— Work item —
Copy the data below line for line without any change, omitting the pictures from your answer.
----- Provided entries -----
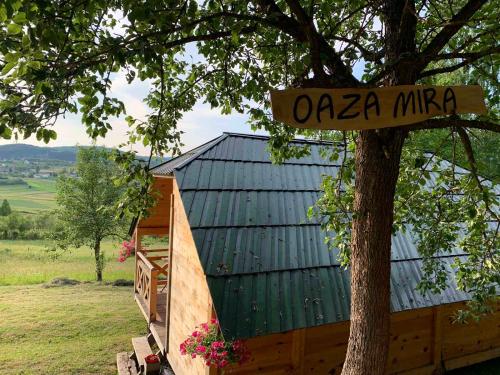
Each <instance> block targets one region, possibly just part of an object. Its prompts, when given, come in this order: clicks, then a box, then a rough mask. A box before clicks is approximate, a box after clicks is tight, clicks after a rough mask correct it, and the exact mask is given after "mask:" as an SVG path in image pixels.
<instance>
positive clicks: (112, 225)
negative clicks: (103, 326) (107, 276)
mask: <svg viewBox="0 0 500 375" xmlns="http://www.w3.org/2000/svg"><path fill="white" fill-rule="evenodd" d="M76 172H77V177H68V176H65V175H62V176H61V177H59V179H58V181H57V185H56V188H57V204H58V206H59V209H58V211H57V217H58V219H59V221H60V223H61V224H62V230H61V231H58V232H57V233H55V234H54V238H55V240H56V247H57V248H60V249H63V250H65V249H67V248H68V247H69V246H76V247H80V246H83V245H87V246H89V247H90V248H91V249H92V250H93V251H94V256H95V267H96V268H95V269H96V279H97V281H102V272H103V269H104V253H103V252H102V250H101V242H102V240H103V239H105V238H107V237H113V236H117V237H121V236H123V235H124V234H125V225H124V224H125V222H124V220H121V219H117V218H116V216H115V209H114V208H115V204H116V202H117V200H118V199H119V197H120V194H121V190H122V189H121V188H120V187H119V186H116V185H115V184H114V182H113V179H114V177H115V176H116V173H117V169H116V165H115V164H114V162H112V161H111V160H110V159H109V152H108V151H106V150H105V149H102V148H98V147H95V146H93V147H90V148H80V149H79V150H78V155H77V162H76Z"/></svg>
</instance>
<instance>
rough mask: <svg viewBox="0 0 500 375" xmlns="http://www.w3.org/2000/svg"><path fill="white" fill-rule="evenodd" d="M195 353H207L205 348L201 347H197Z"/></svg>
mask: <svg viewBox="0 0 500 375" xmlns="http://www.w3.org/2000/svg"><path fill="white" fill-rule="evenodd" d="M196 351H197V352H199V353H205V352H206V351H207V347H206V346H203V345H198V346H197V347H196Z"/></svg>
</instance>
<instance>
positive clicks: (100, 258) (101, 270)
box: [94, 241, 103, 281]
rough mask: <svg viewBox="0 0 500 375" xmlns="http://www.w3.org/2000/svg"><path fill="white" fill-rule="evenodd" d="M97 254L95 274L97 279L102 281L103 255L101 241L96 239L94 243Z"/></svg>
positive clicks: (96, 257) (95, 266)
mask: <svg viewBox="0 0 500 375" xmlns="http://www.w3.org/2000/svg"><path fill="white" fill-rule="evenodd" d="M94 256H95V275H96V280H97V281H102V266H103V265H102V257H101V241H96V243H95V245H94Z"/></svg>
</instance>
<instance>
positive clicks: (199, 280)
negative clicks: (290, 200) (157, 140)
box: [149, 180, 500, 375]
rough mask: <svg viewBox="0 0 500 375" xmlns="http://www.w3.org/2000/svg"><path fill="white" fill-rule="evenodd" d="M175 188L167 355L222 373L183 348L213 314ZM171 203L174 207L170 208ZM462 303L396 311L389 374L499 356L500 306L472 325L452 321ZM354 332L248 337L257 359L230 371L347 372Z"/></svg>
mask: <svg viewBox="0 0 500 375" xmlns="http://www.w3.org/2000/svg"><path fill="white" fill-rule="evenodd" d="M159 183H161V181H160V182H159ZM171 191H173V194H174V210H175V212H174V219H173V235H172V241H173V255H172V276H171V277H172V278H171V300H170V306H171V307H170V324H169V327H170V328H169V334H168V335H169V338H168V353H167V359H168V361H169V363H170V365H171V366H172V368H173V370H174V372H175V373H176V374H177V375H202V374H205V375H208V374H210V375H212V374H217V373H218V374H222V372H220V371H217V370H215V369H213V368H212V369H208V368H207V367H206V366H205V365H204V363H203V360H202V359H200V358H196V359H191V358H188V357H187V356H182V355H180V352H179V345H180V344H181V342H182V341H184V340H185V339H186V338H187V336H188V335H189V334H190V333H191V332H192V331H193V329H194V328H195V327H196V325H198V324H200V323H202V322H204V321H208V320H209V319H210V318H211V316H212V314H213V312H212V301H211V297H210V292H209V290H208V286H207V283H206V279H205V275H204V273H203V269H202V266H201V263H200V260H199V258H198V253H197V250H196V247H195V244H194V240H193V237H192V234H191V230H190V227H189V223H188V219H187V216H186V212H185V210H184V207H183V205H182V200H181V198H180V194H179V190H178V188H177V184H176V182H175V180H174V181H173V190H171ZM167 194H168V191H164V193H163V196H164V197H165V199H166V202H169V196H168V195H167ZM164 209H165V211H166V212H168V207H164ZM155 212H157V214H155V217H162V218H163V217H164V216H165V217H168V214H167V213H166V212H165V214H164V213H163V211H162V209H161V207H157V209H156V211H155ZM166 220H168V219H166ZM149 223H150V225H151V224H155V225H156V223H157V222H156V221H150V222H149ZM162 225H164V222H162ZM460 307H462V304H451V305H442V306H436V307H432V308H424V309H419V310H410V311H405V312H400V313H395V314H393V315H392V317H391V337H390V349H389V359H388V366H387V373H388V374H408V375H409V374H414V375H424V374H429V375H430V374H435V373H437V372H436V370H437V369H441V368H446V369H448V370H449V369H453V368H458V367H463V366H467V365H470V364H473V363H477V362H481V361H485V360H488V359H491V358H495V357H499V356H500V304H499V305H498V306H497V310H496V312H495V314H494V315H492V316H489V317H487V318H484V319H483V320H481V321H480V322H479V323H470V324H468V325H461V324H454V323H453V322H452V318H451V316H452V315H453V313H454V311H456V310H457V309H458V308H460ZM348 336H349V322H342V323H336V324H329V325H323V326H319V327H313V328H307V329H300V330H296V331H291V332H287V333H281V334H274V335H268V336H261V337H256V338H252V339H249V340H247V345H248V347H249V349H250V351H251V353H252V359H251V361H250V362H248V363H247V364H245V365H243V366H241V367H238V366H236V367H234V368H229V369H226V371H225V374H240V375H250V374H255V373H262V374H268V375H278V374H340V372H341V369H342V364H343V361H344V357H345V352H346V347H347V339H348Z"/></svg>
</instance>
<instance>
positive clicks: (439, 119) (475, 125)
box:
-----
— Finished exercise —
Each <instance> block targets one region, possibly just part of an object. Its prompts, when given, come in this order: clicks, then a box, then a rough mask. A box before clicks is approximate, a box after clicks is tight, clicks after a rough mask correct it, and the exact mask is given after "mask:" as an SVG path in image pixels.
<instance>
positive clicks: (112, 225)
negative clicks: (103, 326) (107, 276)
mask: <svg viewBox="0 0 500 375" xmlns="http://www.w3.org/2000/svg"><path fill="white" fill-rule="evenodd" d="M76 172H77V177H68V176H65V175H62V176H61V177H59V179H58V181H57V185H56V188H57V204H58V206H59V209H58V211H57V217H58V219H59V221H60V223H61V224H62V230H61V231H58V232H57V233H55V234H54V238H55V240H56V247H57V248H60V249H63V250H65V249H67V248H68V247H69V246H76V247H80V246H83V245H87V246H89V247H90V248H91V249H92V250H93V251H94V256H95V267H96V268H95V269H96V279H97V281H102V272H103V269H104V253H103V252H102V250H101V242H102V240H103V239H105V238H107V237H113V236H117V237H121V236H123V235H124V234H125V225H124V224H125V222H124V220H121V219H117V218H116V216H115V209H114V208H115V204H116V202H117V200H118V199H119V197H120V194H121V190H122V189H121V188H120V187H119V186H116V185H115V184H114V182H113V179H114V177H115V176H116V173H117V169H116V165H115V164H114V162H112V161H111V160H110V159H109V152H108V151H106V150H105V149H102V148H98V147H95V146H93V147H90V148H80V149H79V150H78V155H77V162H76Z"/></svg>
</instance>
<instance>
rough mask: <svg viewBox="0 0 500 375" xmlns="http://www.w3.org/2000/svg"><path fill="white" fill-rule="evenodd" d="M195 353H207L205 348L201 347H197Z"/></svg>
mask: <svg viewBox="0 0 500 375" xmlns="http://www.w3.org/2000/svg"><path fill="white" fill-rule="evenodd" d="M196 351H197V352H199V353H205V352H206V351H207V347H206V346H203V345H198V346H197V347H196Z"/></svg>
</instance>
<instance>
positive clicks: (100, 258) (101, 270)
box: [94, 241, 103, 281]
rough mask: <svg viewBox="0 0 500 375" xmlns="http://www.w3.org/2000/svg"><path fill="white" fill-rule="evenodd" d="M97 254L95 274L97 279L102 281L103 255L101 241L96 239L94 243Z"/></svg>
positive clicks: (96, 257) (95, 266)
mask: <svg viewBox="0 0 500 375" xmlns="http://www.w3.org/2000/svg"><path fill="white" fill-rule="evenodd" d="M94 256H95V275H96V280H97V281H102V266H103V265H102V257H101V241H96V243H95V245H94Z"/></svg>
</instance>
<instance>
positive clicks: (199, 280)
negative clicks: (290, 200) (157, 140)
box: [149, 180, 500, 375]
rough mask: <svg viewBox="0 0 500 375" xmlns="http://www.w3.org/2000/svg"><path fill="white" fill-rule="evenodd" d="M175 188L167 355L222 373L183 348L213 314ZM171 203L174 207L170 208ZM462 303L396 311L389 374L499 356L500 306L472 325L452 321ZM354 332L248 337L257 359L230 371L347 372Z"/></svg>
mask: <svg viewBox="0 0 500 375" xmlns="http://www.w3.org/2000/svg"><path fill="white" fill-rule="evenodd" d="M159 183H161V181H160V182H159ZM171 191H173V194H174V210H175V212H174V219H173V235H172V241H173V255H172V276H171V277H172V278H171V300H170V306H171V307H170V324H169V327H170V328H169V334H168V335H169V338H168V353H167V359H168V361H169V363H170V365H171V366H172V368H173V370H174V372H175V373H176V374H177V375H202V374H205V375H208V374H210V375H212V374H217V373H218V374H222V372H220V371H217V370H215V369H213V368H212V369H208V368H207V367H206V366H205V365H204V363H203V360H202V359H200V358H196V359H191V358H188V357H187V356H182V355H180V352H179V345H180V344H181V342H182V341H184V340H185V339H186V338H187V336H188V335H189V334H190V333H191V332H192V331H193V329H194V328H195V327H196V325H198V324H200V323H202V322H204V321H208V320H209V319H210V318H211V316H212V314H213V312H212V301H211V297H210V292H209V290H208V286H207V283H206V279H205V275H204V273H203V269H202V266H201V263H200V260H199V258H198V253H197V250H196V247H195V244H194V240H193V237H192V234H191V230H190V227H189V223H188V219H187V216H186V212H185V210H184V207H183V205H182V200H181V198H180V194H179V190H178V188H177V184H176V182H175V180H174V181H173V190H171ZM167 194H168V191H164V193H163V196H164V197H165V199H166V202H169V196H168V195H167ZM164 209H165V211H166V212H168V207H164ZM155 212H157V214H155V217H162V218H163V217H164V216H165V217H168V214H167V213H166V212H165V214H164V213H163V211H162V209H161V207H157V209H156V211H155ZM166 220H168V219H166ZM149 223H150V225H151V224H155V225H156V223H157V222H156V221H150V222H149ZM162 225H164V222H162ZM460 307H462V304H451V305H442V306H436V307H432V308H424V309H419V310H410V311H405V312H400V313H395V314H393V315H392V317H391V337H390V349H389V359H388V366H387V373H388V374H408V375H409V374H414V375H424V374H429V375H430V374H435V373H437V372H436V370H437V369H441V368H446V369H448V370H449V369H453V368H458V367H463V366H467V365H470V364H473V363H477V362H481V361H485V360H488V359H491V358H495V357H499V356H500V304H499V305H498V306H497V310H496V312H495V314H494V315H492V316H489V317H487V318H484V319H483V320H481V321H480V322H479V323H470V324H468V325H461V324H454V323H453V322H452V318H451V316H452V315H453V313H454V311H456V310H457V309H458V308H460ZM348 336H349V322H342V323H336V324H329V325H323V326H319V327H313V328H307V329H300V330H296V331H291V332H287V333H281V334H274V335H268V336H261V337H256V338H252V339H249V340H247V345H248V347H249V349H250V351H251V353H252V359H251V361H250V362H248V363H247V364H245V365H243V366H241V367H238V366H236V367H234V368H229V369H226V371H225V374H240V375H250V374H255V373H262V374H268V375H278V374H340V372H341V369H342V364H343V361H344V357H345V352H346V347H347V339H348Z"/></svg>
</instance>
<instance>
positive clicks: (439, 119) (475, 125)
box:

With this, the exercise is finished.